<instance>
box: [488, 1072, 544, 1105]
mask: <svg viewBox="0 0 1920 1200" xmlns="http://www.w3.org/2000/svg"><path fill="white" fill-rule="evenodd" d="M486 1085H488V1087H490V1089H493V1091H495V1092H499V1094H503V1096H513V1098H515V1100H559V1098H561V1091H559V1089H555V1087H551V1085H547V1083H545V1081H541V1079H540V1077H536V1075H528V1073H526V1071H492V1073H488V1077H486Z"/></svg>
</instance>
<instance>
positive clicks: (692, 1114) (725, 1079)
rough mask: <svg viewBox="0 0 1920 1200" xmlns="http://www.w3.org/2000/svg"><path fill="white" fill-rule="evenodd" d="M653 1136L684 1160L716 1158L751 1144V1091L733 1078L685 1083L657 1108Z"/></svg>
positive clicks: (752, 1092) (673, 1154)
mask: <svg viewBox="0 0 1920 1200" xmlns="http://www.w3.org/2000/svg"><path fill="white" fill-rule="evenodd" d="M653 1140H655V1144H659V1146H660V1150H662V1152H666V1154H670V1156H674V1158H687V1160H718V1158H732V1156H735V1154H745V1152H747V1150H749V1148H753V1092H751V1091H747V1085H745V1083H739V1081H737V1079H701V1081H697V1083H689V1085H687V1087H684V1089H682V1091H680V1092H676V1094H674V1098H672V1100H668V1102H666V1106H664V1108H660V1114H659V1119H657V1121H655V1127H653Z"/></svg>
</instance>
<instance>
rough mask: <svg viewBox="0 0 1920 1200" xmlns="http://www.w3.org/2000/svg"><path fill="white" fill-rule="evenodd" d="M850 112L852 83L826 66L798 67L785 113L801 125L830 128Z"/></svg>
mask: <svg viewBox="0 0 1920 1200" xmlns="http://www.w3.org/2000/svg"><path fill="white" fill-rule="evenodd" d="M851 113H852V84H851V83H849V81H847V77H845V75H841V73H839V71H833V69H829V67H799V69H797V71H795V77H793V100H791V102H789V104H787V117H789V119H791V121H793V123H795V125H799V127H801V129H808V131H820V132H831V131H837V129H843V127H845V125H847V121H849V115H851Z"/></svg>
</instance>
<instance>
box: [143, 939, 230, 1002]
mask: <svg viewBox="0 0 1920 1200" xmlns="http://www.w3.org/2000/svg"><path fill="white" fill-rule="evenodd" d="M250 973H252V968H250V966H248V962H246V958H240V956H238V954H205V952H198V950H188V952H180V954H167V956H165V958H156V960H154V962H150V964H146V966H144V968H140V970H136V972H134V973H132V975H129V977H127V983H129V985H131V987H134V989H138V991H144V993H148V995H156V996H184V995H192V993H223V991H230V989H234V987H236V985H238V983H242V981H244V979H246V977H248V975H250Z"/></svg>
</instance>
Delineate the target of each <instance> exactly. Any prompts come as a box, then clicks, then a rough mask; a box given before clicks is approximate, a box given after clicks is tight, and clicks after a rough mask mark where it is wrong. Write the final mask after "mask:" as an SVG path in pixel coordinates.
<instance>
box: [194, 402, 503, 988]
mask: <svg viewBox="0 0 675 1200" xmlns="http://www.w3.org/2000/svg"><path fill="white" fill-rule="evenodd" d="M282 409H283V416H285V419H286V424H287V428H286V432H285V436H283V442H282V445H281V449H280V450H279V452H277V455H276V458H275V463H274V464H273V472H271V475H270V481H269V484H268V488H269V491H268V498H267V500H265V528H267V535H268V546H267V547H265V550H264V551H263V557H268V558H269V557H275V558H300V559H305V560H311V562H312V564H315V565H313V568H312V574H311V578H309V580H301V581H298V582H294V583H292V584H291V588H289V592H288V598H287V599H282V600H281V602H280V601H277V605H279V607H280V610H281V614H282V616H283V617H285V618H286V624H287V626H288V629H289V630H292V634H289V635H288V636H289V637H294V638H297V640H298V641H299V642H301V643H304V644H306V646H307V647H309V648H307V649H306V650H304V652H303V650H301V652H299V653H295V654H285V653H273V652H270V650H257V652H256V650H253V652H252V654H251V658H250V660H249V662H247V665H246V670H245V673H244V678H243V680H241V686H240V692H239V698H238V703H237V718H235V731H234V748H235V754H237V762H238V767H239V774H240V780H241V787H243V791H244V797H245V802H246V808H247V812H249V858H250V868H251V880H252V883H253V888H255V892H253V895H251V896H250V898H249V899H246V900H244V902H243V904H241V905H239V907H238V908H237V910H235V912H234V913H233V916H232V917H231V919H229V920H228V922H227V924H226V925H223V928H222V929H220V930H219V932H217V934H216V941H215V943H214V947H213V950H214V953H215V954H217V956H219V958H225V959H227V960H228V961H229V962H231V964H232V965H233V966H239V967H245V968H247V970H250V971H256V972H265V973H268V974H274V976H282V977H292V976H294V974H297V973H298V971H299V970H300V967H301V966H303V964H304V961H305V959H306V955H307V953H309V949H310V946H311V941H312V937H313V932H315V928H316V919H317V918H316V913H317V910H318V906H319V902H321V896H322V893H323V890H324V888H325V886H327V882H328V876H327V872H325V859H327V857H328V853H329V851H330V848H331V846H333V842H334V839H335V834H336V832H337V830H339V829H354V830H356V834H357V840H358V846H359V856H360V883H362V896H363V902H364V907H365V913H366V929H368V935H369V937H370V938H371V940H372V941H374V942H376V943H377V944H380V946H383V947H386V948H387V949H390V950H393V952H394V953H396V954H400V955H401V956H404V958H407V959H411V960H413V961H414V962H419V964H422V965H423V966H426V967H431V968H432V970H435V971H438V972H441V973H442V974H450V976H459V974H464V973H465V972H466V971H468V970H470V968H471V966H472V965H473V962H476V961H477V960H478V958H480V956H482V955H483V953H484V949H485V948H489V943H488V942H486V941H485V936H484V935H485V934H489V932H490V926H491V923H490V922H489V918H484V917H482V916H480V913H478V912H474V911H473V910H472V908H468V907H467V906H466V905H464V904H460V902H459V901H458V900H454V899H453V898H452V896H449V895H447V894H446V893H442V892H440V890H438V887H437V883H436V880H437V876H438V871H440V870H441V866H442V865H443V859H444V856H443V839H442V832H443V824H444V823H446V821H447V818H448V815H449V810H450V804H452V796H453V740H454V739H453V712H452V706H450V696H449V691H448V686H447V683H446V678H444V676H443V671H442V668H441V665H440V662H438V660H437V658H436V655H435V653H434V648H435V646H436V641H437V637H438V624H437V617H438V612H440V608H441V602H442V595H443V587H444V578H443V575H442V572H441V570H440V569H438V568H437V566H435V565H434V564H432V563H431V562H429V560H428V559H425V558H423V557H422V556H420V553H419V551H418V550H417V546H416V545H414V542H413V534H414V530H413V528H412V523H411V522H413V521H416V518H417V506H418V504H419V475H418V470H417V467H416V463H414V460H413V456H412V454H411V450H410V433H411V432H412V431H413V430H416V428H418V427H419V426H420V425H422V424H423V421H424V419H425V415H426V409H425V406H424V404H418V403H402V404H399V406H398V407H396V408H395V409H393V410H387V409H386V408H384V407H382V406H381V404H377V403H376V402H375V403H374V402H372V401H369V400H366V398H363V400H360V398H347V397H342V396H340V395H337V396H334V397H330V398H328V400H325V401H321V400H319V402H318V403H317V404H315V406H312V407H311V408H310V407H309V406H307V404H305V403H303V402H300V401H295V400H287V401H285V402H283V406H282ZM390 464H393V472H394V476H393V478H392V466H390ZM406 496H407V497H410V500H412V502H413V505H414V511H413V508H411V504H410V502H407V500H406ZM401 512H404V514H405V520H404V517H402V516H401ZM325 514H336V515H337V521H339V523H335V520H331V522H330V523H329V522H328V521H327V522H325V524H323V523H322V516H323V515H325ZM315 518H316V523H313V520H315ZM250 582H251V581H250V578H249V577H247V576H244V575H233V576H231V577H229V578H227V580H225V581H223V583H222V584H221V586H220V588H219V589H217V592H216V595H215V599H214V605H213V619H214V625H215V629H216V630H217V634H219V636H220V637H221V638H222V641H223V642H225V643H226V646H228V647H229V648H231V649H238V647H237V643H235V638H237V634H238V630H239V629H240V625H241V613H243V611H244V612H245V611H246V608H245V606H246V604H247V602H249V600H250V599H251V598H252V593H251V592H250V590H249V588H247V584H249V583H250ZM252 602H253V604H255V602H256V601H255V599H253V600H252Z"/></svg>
----
The expected answer is an exact copy of the lines above, beginning at the line with "positive clicks: (692, 1114) (725, 1079)" and ending at the line with "1136L684 1160L716 1158L751", with both ends in.

* **Response**
positive clicks: (692, 1114) (725, 1079)
rough mask: <svg viewBox="0 0 1920 1200" xmlns="http://www.w3.org/2000/svg"><path fill="white" fill-rule="evenodd" d="M653 1136L684 1160L716 1158L751 1144V1091L733 1078L685 1083L657 1108Z"/></svg>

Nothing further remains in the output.